Would you find each line in the entries below with the string "lawn" and copy it?

[[ TASK INPUT open ]]

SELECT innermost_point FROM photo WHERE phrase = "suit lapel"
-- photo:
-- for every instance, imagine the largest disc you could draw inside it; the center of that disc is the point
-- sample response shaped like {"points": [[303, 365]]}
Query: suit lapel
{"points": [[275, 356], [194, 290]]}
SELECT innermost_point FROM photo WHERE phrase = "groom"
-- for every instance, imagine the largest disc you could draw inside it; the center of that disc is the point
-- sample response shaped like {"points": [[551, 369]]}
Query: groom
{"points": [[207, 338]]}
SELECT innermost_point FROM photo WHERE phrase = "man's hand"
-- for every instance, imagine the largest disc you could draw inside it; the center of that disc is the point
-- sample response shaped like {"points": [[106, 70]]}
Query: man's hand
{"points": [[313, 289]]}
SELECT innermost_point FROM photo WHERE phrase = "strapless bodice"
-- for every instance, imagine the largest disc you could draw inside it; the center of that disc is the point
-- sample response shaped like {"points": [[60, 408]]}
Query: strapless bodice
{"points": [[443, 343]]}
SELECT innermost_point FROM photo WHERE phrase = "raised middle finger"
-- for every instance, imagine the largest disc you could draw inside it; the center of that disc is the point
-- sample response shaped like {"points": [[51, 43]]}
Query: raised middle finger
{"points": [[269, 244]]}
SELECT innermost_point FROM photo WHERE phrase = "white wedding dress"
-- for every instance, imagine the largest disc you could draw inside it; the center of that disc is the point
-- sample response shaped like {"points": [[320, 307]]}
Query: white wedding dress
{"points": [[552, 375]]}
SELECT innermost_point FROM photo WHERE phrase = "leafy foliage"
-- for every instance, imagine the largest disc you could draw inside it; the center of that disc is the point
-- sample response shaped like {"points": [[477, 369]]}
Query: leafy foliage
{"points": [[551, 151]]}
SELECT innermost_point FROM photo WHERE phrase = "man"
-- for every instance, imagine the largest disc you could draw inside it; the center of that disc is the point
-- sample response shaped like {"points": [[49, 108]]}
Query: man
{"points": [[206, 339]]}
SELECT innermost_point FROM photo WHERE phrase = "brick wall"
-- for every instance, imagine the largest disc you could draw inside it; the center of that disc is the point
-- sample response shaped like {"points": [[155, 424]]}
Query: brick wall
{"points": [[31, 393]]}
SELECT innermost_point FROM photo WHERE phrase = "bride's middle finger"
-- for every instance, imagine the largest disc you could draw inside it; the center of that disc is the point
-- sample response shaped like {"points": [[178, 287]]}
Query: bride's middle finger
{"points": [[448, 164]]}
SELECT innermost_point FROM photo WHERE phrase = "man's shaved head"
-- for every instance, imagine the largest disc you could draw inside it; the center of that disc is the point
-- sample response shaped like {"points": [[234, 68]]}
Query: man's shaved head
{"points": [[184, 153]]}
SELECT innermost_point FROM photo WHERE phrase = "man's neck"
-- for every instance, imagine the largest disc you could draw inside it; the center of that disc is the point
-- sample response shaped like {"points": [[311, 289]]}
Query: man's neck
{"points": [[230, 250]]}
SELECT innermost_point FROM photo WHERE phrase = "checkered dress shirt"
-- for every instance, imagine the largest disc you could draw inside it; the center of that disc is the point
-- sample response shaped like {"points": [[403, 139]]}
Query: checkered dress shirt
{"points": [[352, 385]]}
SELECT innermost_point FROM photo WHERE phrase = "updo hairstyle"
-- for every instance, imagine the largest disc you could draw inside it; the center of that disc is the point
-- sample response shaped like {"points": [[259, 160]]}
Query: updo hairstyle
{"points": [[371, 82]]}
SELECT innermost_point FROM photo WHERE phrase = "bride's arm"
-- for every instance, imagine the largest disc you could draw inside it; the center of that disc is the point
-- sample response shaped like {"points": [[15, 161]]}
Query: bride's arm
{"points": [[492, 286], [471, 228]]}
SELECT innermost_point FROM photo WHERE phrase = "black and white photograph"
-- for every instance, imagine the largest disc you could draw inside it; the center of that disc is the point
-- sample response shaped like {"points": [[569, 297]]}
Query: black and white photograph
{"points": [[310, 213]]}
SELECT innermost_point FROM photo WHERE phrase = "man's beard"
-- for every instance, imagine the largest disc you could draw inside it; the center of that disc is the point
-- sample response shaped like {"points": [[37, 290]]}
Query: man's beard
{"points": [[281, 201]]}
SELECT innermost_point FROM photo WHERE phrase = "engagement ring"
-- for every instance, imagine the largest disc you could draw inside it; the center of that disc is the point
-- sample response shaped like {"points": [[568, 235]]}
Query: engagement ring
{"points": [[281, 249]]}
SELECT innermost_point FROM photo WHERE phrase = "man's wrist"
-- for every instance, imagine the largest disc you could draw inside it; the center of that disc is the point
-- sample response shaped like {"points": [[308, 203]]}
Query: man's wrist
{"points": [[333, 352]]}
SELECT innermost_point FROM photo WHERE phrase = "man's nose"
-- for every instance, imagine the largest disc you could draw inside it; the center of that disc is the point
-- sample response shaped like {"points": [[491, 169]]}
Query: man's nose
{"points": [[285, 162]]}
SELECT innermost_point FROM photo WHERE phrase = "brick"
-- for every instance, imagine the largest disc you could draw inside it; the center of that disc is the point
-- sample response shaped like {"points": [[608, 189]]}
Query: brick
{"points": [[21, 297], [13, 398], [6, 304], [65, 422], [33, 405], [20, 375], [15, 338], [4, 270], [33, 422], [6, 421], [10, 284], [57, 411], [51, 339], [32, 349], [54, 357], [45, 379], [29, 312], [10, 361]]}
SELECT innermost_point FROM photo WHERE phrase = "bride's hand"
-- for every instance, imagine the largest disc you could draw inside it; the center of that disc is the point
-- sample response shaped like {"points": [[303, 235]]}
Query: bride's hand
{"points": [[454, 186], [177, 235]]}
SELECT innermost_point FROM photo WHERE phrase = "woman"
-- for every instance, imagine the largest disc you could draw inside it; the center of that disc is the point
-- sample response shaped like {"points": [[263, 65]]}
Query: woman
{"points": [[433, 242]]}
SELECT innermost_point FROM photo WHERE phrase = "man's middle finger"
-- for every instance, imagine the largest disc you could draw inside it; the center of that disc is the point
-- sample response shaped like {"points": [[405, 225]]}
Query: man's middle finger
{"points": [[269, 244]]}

[[ TASK INPUT closed ]]
[[ TASK INPUT open ]]

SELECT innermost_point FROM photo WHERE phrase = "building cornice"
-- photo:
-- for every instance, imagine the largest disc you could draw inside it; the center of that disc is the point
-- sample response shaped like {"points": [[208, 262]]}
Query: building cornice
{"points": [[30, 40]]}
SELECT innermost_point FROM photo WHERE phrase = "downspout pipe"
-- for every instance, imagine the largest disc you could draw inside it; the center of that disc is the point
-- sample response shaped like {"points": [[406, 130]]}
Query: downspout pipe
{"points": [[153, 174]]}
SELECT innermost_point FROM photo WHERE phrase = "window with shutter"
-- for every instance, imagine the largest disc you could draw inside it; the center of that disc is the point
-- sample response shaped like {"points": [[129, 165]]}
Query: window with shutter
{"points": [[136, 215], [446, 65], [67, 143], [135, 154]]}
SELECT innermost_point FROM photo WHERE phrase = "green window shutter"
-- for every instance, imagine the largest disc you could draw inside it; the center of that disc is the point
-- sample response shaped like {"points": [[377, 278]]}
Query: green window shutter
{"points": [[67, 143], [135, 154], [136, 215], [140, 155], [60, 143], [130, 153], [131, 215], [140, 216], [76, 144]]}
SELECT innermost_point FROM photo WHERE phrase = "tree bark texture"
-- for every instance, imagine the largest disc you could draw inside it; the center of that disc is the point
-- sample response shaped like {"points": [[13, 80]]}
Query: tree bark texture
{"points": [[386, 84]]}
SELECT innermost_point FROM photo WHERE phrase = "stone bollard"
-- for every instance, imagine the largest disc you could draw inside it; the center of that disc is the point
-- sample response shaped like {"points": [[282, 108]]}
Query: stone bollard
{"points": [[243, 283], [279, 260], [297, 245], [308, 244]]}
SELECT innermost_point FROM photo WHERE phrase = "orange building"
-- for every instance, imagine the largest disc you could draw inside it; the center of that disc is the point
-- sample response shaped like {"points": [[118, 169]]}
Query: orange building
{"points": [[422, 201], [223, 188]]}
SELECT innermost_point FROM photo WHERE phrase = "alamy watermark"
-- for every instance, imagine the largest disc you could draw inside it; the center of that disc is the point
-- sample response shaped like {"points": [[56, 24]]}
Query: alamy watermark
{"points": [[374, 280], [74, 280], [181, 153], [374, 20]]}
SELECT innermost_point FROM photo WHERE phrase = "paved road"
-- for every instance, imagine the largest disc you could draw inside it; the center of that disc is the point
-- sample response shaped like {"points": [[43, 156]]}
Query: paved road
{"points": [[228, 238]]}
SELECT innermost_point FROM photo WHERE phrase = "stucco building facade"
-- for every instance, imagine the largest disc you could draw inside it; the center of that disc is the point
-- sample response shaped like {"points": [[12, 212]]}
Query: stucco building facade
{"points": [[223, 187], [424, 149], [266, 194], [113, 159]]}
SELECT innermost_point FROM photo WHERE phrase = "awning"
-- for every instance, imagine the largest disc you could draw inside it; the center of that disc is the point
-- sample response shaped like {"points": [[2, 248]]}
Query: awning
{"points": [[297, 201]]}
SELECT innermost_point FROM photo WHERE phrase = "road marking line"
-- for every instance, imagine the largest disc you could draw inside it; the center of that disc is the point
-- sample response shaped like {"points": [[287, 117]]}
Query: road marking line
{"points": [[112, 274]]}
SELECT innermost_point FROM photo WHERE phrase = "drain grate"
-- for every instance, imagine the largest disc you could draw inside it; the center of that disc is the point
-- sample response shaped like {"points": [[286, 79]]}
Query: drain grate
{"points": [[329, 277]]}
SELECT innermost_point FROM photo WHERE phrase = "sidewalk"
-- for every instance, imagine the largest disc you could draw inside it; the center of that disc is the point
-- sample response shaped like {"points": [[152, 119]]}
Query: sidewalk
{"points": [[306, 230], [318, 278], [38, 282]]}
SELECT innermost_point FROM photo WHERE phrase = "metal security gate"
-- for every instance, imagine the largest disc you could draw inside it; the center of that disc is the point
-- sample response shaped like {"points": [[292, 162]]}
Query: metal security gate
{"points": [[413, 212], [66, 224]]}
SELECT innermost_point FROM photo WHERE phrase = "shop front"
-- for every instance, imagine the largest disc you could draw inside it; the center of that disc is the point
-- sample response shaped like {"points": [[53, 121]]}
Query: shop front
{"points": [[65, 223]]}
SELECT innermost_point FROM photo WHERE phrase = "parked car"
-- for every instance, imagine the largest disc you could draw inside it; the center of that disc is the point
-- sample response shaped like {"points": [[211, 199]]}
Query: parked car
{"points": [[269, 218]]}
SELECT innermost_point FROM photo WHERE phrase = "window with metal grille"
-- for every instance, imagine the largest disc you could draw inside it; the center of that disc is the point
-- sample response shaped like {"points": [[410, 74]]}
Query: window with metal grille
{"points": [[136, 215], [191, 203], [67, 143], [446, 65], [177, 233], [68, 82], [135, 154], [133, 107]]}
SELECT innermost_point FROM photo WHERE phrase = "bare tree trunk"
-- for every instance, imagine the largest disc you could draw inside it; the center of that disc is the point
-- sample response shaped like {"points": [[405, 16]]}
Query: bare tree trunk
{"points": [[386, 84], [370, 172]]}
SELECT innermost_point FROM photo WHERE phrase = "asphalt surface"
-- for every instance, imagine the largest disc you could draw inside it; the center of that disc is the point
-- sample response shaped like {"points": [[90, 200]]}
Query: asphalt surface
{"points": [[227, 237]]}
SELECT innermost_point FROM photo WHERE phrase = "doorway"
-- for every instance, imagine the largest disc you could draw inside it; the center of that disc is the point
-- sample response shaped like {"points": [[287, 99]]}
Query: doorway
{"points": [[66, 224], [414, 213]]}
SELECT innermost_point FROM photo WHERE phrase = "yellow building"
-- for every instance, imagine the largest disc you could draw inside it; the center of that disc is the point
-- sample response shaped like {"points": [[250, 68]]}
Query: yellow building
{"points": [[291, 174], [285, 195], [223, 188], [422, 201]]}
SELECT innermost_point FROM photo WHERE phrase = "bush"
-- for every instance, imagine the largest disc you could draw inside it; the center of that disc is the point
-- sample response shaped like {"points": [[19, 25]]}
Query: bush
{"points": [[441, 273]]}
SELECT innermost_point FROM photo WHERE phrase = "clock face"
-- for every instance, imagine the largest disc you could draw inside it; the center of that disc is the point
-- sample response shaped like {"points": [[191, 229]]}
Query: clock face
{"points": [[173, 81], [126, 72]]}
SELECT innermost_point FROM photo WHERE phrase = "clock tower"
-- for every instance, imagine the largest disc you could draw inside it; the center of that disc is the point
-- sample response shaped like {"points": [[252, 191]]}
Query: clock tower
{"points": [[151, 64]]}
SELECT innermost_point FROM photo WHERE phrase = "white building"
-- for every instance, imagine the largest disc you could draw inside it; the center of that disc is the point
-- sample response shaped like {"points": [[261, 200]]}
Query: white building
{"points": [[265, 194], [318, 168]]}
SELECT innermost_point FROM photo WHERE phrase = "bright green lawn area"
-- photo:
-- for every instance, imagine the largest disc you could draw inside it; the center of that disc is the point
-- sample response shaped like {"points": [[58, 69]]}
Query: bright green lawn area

[[ TASK INPUT closed ]]

▸ WRITTEN REPLY:
SELECT innermost_point FROM photo WHERE phrase = "bright green lawn area"
Query: bright green lawn area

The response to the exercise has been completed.